● **YOUR INSTRUCTIONS**
Only a number is expected in reply: the count of lines below where the word "shelf" occurs.

● **ENTRIES SHOWN**
━━━━━━━━━━━━━━━━━━━━

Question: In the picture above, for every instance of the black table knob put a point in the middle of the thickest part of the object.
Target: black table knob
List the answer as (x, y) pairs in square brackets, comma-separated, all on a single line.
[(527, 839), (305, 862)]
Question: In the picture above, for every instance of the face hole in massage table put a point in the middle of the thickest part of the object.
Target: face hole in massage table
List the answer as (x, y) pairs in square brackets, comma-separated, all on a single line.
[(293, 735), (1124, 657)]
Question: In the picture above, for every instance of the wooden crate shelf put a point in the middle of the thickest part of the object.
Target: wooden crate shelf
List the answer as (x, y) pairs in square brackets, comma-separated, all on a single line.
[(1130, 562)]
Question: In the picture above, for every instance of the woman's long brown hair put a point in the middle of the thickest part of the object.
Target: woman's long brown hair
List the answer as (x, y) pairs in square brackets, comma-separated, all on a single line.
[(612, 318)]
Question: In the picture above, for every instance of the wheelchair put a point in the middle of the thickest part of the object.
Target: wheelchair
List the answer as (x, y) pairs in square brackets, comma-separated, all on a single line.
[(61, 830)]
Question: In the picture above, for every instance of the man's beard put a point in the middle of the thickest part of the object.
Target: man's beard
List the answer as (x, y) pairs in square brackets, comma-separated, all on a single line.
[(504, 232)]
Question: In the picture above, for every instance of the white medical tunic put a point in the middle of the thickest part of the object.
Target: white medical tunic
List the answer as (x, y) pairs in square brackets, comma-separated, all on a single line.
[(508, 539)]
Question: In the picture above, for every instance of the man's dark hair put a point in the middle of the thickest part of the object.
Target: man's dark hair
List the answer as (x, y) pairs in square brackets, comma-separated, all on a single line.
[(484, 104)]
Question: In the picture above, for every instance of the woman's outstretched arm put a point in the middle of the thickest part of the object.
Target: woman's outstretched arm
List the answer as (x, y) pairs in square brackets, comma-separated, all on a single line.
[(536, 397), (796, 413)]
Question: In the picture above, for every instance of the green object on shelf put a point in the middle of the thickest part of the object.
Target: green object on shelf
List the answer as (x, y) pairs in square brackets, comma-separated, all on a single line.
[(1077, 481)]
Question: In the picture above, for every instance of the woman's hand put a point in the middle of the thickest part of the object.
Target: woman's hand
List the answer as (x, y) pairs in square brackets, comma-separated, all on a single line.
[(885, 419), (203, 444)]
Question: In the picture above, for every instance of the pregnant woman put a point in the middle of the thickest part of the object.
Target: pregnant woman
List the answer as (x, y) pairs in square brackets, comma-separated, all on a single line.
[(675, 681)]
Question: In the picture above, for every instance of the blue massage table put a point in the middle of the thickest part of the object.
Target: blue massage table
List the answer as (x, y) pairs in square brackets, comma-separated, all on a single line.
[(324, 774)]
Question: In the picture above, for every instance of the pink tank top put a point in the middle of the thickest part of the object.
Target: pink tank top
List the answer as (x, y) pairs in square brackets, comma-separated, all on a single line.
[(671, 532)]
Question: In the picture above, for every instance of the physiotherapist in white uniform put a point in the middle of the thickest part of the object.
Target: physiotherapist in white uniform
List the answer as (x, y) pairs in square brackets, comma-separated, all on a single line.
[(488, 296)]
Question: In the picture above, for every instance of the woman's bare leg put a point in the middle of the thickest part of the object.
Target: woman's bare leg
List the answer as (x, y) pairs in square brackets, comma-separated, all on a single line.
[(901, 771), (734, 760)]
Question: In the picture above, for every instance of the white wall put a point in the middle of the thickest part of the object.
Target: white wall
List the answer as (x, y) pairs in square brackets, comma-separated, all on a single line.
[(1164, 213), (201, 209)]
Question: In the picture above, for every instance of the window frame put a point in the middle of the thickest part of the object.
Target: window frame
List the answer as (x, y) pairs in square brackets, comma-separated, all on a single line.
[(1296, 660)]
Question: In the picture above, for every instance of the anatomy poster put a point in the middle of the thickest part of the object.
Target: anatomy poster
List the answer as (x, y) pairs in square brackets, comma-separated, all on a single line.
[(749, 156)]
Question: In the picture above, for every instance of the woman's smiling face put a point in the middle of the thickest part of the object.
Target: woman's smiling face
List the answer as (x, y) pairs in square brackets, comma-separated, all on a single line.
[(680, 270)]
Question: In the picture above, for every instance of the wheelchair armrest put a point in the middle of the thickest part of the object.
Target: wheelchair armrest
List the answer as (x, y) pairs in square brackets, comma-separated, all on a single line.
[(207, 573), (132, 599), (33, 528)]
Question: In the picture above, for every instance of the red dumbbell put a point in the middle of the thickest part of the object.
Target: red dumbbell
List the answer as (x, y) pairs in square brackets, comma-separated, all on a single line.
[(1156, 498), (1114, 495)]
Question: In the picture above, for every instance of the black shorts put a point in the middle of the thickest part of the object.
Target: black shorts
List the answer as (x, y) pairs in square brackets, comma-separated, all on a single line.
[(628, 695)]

━━━━━━━━━━━━━━━━━━━━

● **RESPONSE**
4